== SET TASK ==
Look below for the line with "point: car windshield", and from there restate every line word for word until the entries end.

== EXERCISE INPUT ==
──────

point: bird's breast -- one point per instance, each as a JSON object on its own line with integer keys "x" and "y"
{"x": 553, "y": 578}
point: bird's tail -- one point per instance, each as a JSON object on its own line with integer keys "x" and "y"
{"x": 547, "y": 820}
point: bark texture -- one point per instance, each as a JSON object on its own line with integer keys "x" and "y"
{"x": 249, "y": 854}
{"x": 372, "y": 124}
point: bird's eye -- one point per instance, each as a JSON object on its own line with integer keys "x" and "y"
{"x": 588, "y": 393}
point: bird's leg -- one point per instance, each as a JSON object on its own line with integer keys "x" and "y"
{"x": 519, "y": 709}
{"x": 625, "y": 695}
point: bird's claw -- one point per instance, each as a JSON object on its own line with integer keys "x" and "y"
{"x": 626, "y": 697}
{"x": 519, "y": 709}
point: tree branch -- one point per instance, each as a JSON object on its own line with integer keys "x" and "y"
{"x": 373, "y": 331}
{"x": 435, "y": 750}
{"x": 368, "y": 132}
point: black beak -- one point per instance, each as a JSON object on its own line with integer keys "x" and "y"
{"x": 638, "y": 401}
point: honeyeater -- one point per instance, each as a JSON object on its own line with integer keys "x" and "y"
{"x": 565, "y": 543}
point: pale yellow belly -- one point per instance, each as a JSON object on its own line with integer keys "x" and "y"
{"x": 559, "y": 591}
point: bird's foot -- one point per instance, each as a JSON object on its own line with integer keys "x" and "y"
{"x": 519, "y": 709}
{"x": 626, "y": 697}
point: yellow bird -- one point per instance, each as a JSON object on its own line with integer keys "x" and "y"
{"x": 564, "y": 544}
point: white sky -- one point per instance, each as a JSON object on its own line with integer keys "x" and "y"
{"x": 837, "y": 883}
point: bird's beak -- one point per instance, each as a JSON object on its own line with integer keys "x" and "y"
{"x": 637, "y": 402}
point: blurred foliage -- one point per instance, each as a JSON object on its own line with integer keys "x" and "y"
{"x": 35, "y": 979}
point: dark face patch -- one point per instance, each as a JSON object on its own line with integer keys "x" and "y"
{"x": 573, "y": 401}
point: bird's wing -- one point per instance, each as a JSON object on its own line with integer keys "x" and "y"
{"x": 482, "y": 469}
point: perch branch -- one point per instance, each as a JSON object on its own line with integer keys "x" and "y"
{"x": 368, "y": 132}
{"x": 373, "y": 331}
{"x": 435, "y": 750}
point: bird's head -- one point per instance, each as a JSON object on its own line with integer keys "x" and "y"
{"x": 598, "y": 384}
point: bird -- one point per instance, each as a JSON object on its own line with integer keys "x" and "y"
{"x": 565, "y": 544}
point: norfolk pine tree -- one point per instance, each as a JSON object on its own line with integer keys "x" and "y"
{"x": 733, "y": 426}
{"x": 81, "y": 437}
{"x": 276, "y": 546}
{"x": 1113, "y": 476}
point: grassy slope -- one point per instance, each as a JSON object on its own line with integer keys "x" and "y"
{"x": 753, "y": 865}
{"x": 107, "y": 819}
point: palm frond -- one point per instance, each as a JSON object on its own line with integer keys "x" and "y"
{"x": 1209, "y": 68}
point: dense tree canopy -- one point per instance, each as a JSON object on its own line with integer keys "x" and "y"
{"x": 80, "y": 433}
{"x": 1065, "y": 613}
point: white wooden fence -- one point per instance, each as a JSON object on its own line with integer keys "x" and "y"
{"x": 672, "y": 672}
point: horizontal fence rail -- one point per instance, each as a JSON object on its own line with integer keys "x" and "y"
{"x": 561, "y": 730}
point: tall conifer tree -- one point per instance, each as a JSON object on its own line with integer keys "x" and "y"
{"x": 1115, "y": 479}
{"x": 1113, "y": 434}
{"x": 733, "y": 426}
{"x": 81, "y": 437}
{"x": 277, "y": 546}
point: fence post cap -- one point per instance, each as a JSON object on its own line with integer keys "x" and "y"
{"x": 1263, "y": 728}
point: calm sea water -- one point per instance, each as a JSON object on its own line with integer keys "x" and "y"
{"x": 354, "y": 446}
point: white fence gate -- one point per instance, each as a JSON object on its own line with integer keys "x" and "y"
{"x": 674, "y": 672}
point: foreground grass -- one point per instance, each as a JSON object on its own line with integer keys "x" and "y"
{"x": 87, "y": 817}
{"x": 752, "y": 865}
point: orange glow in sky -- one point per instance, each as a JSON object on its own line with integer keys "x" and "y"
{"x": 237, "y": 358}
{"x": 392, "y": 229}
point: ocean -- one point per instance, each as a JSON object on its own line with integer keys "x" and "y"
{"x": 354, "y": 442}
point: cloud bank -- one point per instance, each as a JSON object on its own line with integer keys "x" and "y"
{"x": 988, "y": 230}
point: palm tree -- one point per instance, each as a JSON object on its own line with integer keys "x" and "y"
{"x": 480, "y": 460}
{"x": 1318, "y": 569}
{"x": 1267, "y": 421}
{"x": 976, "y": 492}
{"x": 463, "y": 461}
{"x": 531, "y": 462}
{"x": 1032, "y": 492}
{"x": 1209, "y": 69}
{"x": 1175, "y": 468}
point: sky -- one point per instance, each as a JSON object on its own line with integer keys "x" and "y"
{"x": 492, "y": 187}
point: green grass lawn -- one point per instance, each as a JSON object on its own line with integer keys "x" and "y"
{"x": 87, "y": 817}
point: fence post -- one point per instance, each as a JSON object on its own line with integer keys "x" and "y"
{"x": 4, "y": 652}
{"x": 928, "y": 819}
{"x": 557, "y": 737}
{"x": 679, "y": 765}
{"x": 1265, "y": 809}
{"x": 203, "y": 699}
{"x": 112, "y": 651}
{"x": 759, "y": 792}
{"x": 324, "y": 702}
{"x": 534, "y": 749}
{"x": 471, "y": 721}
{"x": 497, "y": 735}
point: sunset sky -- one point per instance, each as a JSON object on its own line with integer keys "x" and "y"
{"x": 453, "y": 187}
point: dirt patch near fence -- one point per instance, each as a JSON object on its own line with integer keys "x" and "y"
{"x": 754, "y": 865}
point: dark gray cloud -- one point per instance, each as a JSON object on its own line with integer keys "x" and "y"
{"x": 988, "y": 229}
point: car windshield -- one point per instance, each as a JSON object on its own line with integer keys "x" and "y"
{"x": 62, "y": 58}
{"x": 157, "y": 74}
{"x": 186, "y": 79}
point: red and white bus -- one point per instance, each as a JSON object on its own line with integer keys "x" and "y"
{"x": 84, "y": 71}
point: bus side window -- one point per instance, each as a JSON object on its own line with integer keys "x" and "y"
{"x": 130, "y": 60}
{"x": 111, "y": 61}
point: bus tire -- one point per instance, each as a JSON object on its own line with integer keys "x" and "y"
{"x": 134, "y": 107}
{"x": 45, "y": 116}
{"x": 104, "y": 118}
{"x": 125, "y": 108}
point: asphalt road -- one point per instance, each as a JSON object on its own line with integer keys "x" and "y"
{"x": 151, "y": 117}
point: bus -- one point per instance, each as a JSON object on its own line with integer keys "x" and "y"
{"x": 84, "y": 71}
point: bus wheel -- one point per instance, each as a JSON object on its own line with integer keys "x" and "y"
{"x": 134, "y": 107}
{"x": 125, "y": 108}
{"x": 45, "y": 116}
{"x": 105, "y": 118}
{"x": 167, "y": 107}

──────

== TASK ANSWER ==
point: car windshield -- one point per instance, each as a JSON object on its own line with integer keys "x" and "y"
{"x": 62, "y": 58}
{"x": 157, "y": 74}
{"x": 186, "y": 79}
point: red and white bus -- one point per instance, each as a JSON object on its own line with integer keys "x" and "y"
{"x": 84, "y": 71}
point: bus side window -- one point per instance, each as a JSON object on its own line with integer keys "x" and "y"
{"x": 130, "y": 60}
{"x": 111, "y": 61}
point: bus tire -- one point per instance, each as a JSON object on its own line with integer keys "x" and "y"
{"x": 134, "y": 107}
{"x": 45, "y": 116}
{"x": 104, "y": 118}
{"x": 125, "y": 108}
point: asphalt road -- one point per instance, each as a JSON object on its own line with integer keys "x" and "y"
{"x": 151, "y": 117}
point: bus -- one point per instance, each as a JSON object on its own line with integer keys "x" and "y"
{"x": 84, "y": 71}
point: bus wheel -- one point per instance, each as a JSON object on its own line with integer keys "x" and "y"
{"x": 134, "y": 107}
{"x": 125, "y": 108}
{"x": 45, "y": 116}
{"x": 105, "y": 118}
{"x": 167, "y": 107}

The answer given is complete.